AIM:
Reproduce the stretch of the labsheet from "Labsheet 3 - sample" through "one of them).", switching "stop-and-wait" to "sliding-window" wherever it occurs.

— start DOCUMENT TEXT —

The University of Western Australia
Computer Science and Software Engineering

Department of Computer Science and Software Engineering

CITS3002 Computer Networks

Labsheet 3 - sample solutions and discussion

  1. For this task, using the cnet network simulator:

    • Add piggybacking to the standard stop-and-wait protocol.
    • Modify the topology file, changing the attributes of message delivery, bandwidth, frame corruption and loss, to determine under which conditions piggybacking offers an advantage.

    We need to make a small number of modifications to the stop-and-wait protocol to construct our piggyback protocol:

    1. Every frame carries two sequence numbers - one identifying any data in the frame (in the payload), and one identifying any acknowledgment in the frame. As in the stop-and-wait protocol, the sequence numbers can only meaningfully alternate between 0 or 1, so we can use an 'impossible' value, such as -1, to indicate if the frame does not carry either data or an acknowledgment (it must be carrying one of them).

    2. We now require two timers - the original to retransmit a data frame if its acknowledgment does not return in time, and a second to transmit an acknowledgment by itself if there is no outgoing data on which to piggyback it.

— end DOCUMENT TEXT —
— start PROVIDED RECORDS —

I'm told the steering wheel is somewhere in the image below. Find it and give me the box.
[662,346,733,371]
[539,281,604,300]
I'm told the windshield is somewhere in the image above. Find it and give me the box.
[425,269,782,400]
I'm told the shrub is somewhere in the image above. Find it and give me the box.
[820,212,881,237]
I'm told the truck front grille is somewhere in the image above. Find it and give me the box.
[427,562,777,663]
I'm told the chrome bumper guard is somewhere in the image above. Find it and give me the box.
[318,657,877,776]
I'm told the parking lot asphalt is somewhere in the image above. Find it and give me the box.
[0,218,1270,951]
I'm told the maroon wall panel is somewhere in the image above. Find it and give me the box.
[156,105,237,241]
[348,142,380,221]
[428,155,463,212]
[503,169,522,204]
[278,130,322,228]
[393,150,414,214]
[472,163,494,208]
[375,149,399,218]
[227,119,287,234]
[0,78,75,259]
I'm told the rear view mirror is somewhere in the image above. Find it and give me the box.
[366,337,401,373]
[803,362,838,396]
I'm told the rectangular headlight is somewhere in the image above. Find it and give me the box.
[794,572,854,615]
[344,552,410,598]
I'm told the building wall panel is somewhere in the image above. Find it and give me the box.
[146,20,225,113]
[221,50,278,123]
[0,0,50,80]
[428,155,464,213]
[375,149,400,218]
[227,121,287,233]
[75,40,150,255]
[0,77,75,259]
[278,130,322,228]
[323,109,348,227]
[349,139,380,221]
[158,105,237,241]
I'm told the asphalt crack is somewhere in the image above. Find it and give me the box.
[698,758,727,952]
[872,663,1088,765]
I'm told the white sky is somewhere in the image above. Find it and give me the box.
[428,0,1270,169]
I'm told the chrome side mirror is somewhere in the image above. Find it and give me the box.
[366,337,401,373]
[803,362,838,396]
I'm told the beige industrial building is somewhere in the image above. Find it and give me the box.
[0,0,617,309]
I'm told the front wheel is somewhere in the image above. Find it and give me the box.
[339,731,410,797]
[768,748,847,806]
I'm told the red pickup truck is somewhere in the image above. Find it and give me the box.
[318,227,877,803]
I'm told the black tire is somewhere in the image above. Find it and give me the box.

— end PROVIDED RECORDS —

RESULT OF THE TASK:
Labsheet 3 - sample solutions and discussion

  1. For this task, using the cnet network simulator:

    • Add piggybacking to the standard sliding-window protocol.
    • Modify the topology file, changing the attributes of message delivery, bandwidth, frame corruption and loss, to determine under which conditions piggybacking offers an advantage.

    We need to make a small number of modifications to the sliding-window protocol to construct our piggyback protocol:

    1. Every frame carries two sequence numbers - one identifying any data in the frame (in the payload), and one identifying any acknowledgment in the frame. As in the sliding-window protocol, the sequence numbers can only meaningfully alternate between 0 or 1, so we can use an 'impossible' value, such as -1, to indicate if the frame does not carry either data or an acknowledgment (it must be carrying one of them).